** Opening GIVEN RECORDS block **

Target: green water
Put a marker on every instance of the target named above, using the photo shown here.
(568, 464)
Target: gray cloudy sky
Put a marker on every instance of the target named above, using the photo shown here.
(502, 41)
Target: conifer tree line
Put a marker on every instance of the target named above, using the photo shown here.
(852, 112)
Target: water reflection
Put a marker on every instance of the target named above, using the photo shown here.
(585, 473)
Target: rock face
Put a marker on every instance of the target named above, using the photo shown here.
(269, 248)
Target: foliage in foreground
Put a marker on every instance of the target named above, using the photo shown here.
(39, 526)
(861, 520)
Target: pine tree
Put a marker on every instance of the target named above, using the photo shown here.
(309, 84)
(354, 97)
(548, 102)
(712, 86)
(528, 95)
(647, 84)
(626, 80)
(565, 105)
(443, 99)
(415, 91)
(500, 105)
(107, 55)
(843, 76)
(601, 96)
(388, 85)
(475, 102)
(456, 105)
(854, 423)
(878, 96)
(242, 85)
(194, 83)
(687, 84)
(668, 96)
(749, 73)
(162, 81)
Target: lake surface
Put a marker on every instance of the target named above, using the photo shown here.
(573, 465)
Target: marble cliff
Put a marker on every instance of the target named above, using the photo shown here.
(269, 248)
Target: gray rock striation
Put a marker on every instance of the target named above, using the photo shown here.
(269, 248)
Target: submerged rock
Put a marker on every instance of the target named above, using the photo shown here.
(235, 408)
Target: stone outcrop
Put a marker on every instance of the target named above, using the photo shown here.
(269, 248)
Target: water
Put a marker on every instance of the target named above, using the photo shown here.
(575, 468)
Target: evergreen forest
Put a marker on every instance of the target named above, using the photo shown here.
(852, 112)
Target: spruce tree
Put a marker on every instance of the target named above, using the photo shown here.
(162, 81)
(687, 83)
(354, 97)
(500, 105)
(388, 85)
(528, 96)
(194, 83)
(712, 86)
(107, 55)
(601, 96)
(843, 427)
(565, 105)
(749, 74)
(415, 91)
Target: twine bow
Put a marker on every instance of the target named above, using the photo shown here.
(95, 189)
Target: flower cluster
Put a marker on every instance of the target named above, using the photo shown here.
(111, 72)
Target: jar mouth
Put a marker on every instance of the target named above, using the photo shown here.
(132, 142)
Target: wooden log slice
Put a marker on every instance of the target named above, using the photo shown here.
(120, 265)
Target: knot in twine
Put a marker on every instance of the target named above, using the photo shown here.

** Closing GIVEN RECORDS block **

TASK TO COMPLETE —
Every entry must appear in the answer, reproduced exactly.

ANSWER BELOW —
Target: green water
Put a marker on every instance of the target named above, using the photo shown here.
(568, 464)
Target: gray cloudy sky
Put a marker on every instance of the target named above, using the photo shown here.
(502, 41)
Target: conifer tree line
Put a marker on every instance of the target named above, using the photo shown here.
(852, 112)
Target: water reflection
Put a marker on every instance of the target named above, using the photo shown here.
(585, 473)
Target: rock face
Put a marker on every instance of the target named above, using the photo shown here.
(269, 248)
Target: foliage in foreground
Put a marker on every instance of the target named above, using the photo shown here.
(39, 526)
(861, 520)
Target: pine tree
Put a marker on every instance of the target named above, using the photo shown here.
(309, 84)
(354, 97)
(548, 102)
(712, 86)
(528, 95)
(647, 84)
(626, 80)
(565, 105)
(443, 99)
(415, 91)
(500, 105)
(107, 55)
(843, 76)
(601, 96)
(388, 85)
(475, 102)
(456, 105)
(854, 423)
(878, 96)
(242, 85)
(194, 83)
(687, 84)
(668, 96)
(749, 73)
(162, 81)
Target: lake surface
Put a marker on every instance of the target named above, using the photo shown here.
(573, 465)
Target: marble cliff
Put a marker on every instance of the target named above, using the photo shown here.
(269, 248)
Target: gray rock striation
Put a marker on every instance of the target named above, using the photo shown here.
(269, 248)
Target: submerged rock
Put a marker on every instance of the target named above, using the photo shown here.
(235, 408)
Target: stone outcrop
Put a marker on every instance of the target named above, using the photo shown here.
(269, 248)
Target: water
Put a marker on every instance of the target named above, using the photo shown here.
(575, 468)
Target: evergreen forest
Put a marker on every instance of the target named above, using the photo shown here.
(852, 112)
Target: spruce tree
Put a marker on every instance of the target named above, using the photo shown here.
(162, 81)
(687, 83)
(354, 97)
(500, 105)
(388, 85)
(528, 96)
(194, 83)
(712, 86)
(107, 55)
(601, 96)
(843, 427)
(565, 105)
(749, 74)
(415, 91)
Target: twine bow
Put a marker on every instance of the target named above, using the photo shown here.
(95, 189)
Target: flower cluster
Put a marker on every instance of the target named above, using the photo shown here.
(111, 72)
Target: jar mouth
Put a marker on every instance of the target named above, using the photo shown here.
(132, 142)
Target: wooden log slice
Put a marker on every instance of the target named above, using the photo shown here.
(120, 265)
Target: knot in twine
Put a marker on every instance of the target named above, using the photo shown here.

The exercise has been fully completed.